Extracted entries:
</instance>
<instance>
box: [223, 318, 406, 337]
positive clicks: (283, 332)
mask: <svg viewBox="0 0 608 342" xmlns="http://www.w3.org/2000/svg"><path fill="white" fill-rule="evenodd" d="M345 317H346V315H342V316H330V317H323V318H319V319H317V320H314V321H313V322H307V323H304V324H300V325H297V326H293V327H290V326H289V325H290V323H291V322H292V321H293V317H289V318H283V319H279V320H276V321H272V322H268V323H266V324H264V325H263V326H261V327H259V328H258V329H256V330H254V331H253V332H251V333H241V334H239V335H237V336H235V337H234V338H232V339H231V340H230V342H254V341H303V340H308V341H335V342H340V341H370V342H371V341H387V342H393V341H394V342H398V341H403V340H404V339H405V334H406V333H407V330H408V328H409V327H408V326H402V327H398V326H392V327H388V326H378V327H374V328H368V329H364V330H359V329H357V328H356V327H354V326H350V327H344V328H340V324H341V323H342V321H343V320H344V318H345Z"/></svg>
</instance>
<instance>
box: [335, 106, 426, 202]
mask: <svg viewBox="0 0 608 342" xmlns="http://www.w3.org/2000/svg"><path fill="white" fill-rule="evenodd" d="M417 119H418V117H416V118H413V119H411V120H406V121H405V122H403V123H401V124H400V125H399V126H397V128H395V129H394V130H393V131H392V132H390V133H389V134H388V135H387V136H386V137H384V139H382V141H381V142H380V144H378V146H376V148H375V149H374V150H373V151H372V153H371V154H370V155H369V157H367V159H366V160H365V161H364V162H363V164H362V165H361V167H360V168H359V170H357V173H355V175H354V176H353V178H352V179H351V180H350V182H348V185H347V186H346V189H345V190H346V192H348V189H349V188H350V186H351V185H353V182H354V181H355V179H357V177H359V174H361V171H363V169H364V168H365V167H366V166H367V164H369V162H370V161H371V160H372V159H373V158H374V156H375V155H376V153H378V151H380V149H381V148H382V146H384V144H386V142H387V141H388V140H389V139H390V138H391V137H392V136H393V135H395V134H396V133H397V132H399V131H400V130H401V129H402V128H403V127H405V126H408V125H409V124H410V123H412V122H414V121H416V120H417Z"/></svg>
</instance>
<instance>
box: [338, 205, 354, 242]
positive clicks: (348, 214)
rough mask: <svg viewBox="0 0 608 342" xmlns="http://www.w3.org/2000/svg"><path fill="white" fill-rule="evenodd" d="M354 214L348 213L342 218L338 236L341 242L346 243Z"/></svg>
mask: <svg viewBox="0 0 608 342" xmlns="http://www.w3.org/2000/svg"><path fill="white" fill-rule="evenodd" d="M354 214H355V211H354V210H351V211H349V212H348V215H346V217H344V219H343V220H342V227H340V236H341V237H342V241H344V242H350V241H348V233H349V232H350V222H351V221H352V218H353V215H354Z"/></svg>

Work order: Give back the data exactly.

Exercise output:
</instance>
<instance>
box: [223, 318, 406, 337]
positive clicks: (283, 332)
mask: <svg viewBox="0 0 608 342" xmlns="http://www.w3.org/2000/svg"><path fill="white" fill-rule="evenodd" d="M345 317H346V315H342V316H330V317H323V318H319V319H317V320H314V321H313V322H307V323H304V324H300V325H297V326H293V327H290V326H289V325H290V323H291V322H292V321H293V317H289V318H283V319H279V320H276V321H272V322H268V323H266V324H264V325H263V326H261V327H259V328H258V329H256V330H254V331H253V332H251V333H241V334H239V335H237V336H235V337H234V338H232V339H231V340H230V342H254V341H303V340H308V341H335V342H340V341H370V342H371V341H387V342H393V341H394V342H398V341H403V340H404V339H405V334H406V333H407V330H408V328H409V327H408V326H402V327H398V326H392V327H388V326H378V327H374V328H368V329H364V330H359V329H357V328H356V327H354V326H350V327H344V328H340V324H341V323H342V321H343V320H344V318H345Z"/></svg>
</instance>
<instance>
box: [335, 106, 426, 202]
mask: <svg viewBox="0 0 608 342" xmlns="http://www.w3.org/2000/svg"><path fill="white" fill-rule="evenodd" d="M417 119H418V117H416V118H413V119H411V120H406V121H405V122H403V123H401V124H400V125H399V126H397V128H395V129H394V130H393V131H392V132H390V133H389V134H388V135H387V136H386V137H384V139H382V141H381V142H380V144H378V146H376V148H375V149H374V150H373V151H372V153H371V154H370V155H369V157H367V159H366V160H365V161H364V162H363V164H362V165H361V167H360V168H359V170H357V173H355V175H354V176H353V178H352V179H351V180H350V182H348V185H347V186H346V189H345V190H346V192H348V189H349V188H350V186H351V185H353V182H354V181H355V179H357V177H359V174H361V171H363V169H364V168H365V167H366V166H367V164H369V162H370V161H371V160H372V159H373V158H374V156H375V155H376V153H378V151H380V149H381V148H382V146H384V144H386V142H387V141H388V140H389V139H390V138H391V137H392V136H393V135H395V134H396V133H397V132H399V131H400V130H401V129H402V128H403V127H405V126H408V125H409V124H410V123H412V122H414V121H416V120H417Z"/></svg>
</instance>
<instance>
box: [338, 205, 354, 242]
positive clicks: (348, 214)
rough mask: <svg viewBox="0 0 608 342" xmlns="http://www.w3.org/2000/svg"><path fill="white" fill-rule="evenodd" d="M354 214L348 213L342 218L338 236L341 242L346 243Z"/></svg>
mask: <svg viewBox="0 0 608 342" xmlns="http://www.w3.org/2000/svg"><path fill="white" fill-rule="evenodd" d="M354 214H355V211H354V210H351V211H349V212H348V215H346V217H344V219H343V220H342V227H340V236H341V237H342V241H344V242H350V241H348V233H349V232H350V222H351V221H352V218H353V215H354Z"/></svg>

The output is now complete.